## Passage provided:
Deng Yanda and Soong Ching-ling met during their exiles in Moscow and Berlin in 1928. Soong admired Deng's broad vision, charisma, and charming personality, and held long discussions with him on his proposal to establish a third party as an alternative to the CCP and the KMT. In May 1928, in response to Deng's pleading, Soong left Moscow for Berlin and resided in a small apartment where she met with Deng everyday. Their conversation topics ranged from history to economics and philosophy, but they inevitably circled back to the future of China. It was also during this time that Deng intimated a friend that he was no longer in love with his wife and contemplated a divorce. When rumors about the love affair spread to the press, Soong was forced to leave Berlin and return to Moscow. Although Soong was sympathetic to Deng's plan for the third party, her status as Sun's widow forbade her from openly endorsing or joining the party.

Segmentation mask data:

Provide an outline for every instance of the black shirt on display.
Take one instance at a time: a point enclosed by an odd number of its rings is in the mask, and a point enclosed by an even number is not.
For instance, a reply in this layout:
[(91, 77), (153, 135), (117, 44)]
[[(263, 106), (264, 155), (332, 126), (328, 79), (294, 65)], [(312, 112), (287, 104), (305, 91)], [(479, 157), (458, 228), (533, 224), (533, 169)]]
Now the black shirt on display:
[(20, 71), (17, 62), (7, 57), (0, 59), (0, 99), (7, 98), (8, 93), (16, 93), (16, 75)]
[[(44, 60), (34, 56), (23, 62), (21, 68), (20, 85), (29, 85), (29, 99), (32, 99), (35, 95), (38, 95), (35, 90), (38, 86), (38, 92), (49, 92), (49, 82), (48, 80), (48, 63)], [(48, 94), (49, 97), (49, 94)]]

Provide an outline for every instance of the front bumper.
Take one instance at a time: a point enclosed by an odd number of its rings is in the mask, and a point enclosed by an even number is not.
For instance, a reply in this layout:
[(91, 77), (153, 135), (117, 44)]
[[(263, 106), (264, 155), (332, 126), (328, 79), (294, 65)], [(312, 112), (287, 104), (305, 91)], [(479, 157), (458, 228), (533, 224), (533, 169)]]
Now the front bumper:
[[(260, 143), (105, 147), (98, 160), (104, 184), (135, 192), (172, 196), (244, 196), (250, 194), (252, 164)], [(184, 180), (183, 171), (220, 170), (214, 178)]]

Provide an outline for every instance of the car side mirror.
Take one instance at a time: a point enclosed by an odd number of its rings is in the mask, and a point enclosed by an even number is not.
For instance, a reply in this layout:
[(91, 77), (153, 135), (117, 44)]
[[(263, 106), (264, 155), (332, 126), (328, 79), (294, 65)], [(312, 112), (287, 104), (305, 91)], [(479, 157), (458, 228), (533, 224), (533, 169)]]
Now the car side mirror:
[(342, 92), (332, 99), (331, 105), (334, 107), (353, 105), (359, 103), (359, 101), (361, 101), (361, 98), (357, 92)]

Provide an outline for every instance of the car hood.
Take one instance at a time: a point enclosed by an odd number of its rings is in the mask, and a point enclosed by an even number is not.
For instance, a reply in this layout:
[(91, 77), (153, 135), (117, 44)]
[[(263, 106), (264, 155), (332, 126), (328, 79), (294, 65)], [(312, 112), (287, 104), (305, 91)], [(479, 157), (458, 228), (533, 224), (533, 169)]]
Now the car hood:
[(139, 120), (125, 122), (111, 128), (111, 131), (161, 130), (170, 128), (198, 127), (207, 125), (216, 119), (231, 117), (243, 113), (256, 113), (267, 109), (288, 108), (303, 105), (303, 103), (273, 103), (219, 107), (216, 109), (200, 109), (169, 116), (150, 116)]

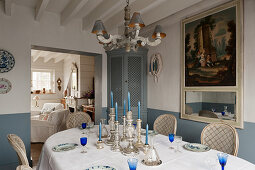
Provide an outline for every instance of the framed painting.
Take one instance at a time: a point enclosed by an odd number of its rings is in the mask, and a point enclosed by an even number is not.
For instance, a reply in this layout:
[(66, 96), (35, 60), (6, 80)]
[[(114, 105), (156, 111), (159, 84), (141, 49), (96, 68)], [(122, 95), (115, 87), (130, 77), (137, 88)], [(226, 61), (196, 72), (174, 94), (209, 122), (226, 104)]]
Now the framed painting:
[(182, 118), (243, 126), (242, 16), (234, 0), (182, 21)]

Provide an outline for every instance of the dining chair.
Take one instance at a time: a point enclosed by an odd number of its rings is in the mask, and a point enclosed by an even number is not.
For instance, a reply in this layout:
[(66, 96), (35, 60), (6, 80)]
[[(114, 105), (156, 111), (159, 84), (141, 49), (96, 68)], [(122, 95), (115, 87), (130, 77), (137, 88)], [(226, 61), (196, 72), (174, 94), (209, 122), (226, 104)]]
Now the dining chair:
[(15, 134), (9, 134), (7, 139), (18, 155), (19, 165), (29, 165), (26, 155), (26, 148), (22, 139)]
[(16, 170), (33, 170), (30, 166), (28, 165), (19, 165)]
[(67, 129), (76, 128), (81, 126), (82, 123), (88, 122), (91, 122), (91, 118), (88, 113), (75, 112), (67, 118), (66, 127)]
[(202, 117), (218, 118), (218, 116), (210, 110), (200, 110), (198, 115)]
[(170, 133), (176, 134), (177, 120), (175, 116), (171, 114), (161, 115), (155, 120), (153, 129), (166, 136)]
[(201, 143), (212, 149), (237, 156), (239, 137), (236, 129), (226, 123), (211, 123), (201, 133)]

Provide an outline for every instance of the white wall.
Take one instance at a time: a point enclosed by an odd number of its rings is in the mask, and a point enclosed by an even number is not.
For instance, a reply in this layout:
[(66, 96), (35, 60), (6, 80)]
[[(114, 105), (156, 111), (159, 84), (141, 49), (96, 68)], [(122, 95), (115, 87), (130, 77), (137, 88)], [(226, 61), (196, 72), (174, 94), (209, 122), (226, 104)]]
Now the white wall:
[[(61, 98), (63, 98), (63, 81), (64, 81), (64, 75), (63, 75), (63, 61), (60, 61), (58, 63), (54, 62), (54, 59), (51, 59), (47, 63), (44, 62), (44, 58), (40, 57), (36, 62), (31, 62), (31, 68), (32, 69), (52, 69), (55, 71), (55, 89), (54, 89), (54, 94), (31, 94), (31, 105), (35, 105), (35, 101), (33, 100), (34, 96), (39, 96), (39, 104), (43, 104), (43, 100), (58, 100), (60, 101)], [(57, 85), (57, 79), (60, 78), (62, 83), (61, 83), (61, 90), (58, 90), (58, 85)], [(41, 101), (42, 100), (42, 101)]]
[[(11, 81), (8, 94), (0, 95), (0, 114), (30, 112), (31, 45), (102, 53), (102, 47), (90, 32), (81, 30), (81, 21), (73, 20), (60, 26), (60, 16), (44, 13), (41, 21), (34, 20), (34, 9), (13, 4), (12, 16), (6, 16), (0, 2), (0, 48), (10, 51), (16, 60), (15, 67), (0, 77)], [(103, 59), (103, 68), (106, 68)], [(103, 75), (105, 70), (103, 70)], [(103, 93), (106, 88), (103, 79)], [(103, 97), (106, 94), (103, 94)], [(106, 100), (106, 98), (103, 98)], [(103, 101), (103, 106), (106, 101)]]
[(95, 76), (95, 57), (81, 55), (80, 91), (81, 95), (88, 90), (93, 90)]
[[(148, 76), (148, 108), (180, 112), (181, 20), (201, 12), (201, 9), (209, 9), (223, 2), (226, 0), (205, 1), (159, 21), (167, 37), (158, 47), (150, 48), (148, 57), (160, 52), (163, 58), (163, 70), (157, 84), (154, 83), (153, 77)], [(254, 18), (255, 1), (244, 0), (244, 120), (248, 122), (255, 122)]]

## Study questions:
(1) Rewrite the paragraph of the passage on Deng Yanda and Soong Ching-ling that begins "Deng Yanda and Soong Ching-ling met" as a brief bulleted list that keeps its main facts.
(2) Answer these questions from the passage on Deng Yanda and Soong Ching-ling, marking each answer with the same letter.
(a) In what month and year did Soong leave Moscow for Berlin?
(b) What kind of place did Soong live in while she was in Berlin?
(c) What forced Soong to leave Berlin and return to Moscow?
(3) Write a continuation of the passage on Deng Yanda and Soong Ching-ling, starting after its last sentence.

## Answers to the tasks:
(1)
- Deng Yanda and Soong Ching-ling met in 1928 while both were in exile in Moscow and Berlin.
- Soong admired Deng's vision, charisma and personality, and they discussed his plan for a third party as an alternative to the CCP and the KMT.
- In May 1928, at Deng's urging, Soong moved from Moscow to a small apartment in Berlin and met him every day.
- Their talks covered history, economics and philosophy but always came back to China's future.
- Deng told a friend he no longer loved his wife and was considering a divorce.
- When rumors of an affair reached the press, Soong had to leave Berlin and return to Moscow.
- Soong sympathized with the third-party plan, but as Sun's widow she could not openly support or join it.

(2)
(a) May 1928.
(b) A small apartment.
(c) Rumors about the love affair spreading to the press.

(3)
Chiang Kai-shek arrested Deng and executed him on 29 December 1931. Upon hearing the news of Deng's arrest, Soong immediately went to Chiang and plead for Deng's release, but learned that Deng had already been executed. The shock of the news drove her into calling Chiang a "butcher" and openly calling for the downfall of the Nationalist Party. In the aftermath of Deng's death, Soong penned editorials in the New York Times and Shenbao denouncing Chiang Kai-shek. She also requested to join the Communist Party and began clandestine work for the Comintern to bring down Chiang's government.